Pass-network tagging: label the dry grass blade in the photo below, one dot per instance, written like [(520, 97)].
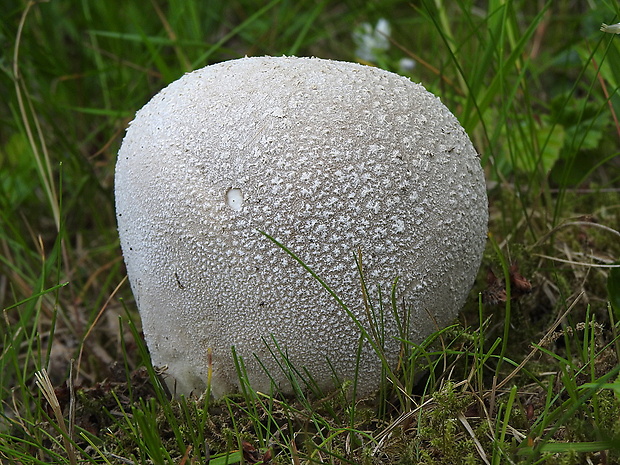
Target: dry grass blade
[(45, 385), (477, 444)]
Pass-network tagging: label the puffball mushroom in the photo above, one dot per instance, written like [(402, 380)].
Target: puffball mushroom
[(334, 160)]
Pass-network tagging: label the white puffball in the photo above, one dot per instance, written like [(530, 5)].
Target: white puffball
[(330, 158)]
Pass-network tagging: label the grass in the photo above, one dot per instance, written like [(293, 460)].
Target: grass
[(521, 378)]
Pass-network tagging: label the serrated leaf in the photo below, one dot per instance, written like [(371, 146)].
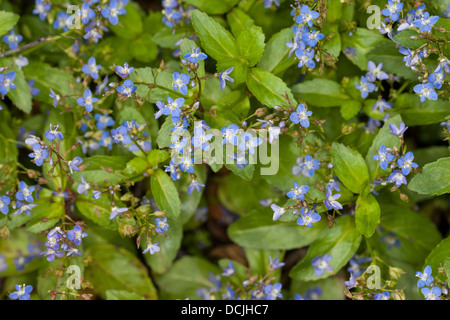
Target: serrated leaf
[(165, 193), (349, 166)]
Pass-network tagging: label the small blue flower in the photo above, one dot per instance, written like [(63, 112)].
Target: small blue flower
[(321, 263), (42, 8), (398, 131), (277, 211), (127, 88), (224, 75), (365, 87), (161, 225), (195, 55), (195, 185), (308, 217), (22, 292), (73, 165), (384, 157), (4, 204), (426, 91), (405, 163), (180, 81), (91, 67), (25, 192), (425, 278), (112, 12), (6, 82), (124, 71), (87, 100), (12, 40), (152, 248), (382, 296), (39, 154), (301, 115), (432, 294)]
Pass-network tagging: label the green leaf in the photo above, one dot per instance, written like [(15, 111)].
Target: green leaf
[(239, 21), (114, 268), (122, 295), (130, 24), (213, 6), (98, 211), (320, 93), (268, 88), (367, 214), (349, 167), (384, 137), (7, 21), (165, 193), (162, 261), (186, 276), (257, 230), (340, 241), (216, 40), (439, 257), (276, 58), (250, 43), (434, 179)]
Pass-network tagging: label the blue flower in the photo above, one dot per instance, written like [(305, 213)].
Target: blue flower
************
Task to complete →
Where does the word "label" appear in the listing above? Copy every line that holds it.

Output for this exercise →
Pass-network tagging: label the dry grass blade in the photo below, one dot per instance, written like [(520, 97)].
Pass-network tagging: label the puffball mushroom in the photo above, one dot per instance, written like [(402, 380)].
Pass-network tagging: label the white puffball in the photo above, one dot per instance, written like [(530, 5)].
Pass-network tagging: label the grass in the photo above, one dot per instance, written like [(293, 460)].
Pass-network tagging: label the serrated leaf in the photo below, one dot per instance, written like [(371, 146)].
Pass-network tagging: label the small blue flower in the photo above, one dot per instance, written like [(63, 112)].
Pass-network tagging: label the green leaf in the photo above, one dot per instance, written like [(15, 111)].
Pass-network tagging: label the blue flower in the photo above, one dot per instance, written like [(305, 213)].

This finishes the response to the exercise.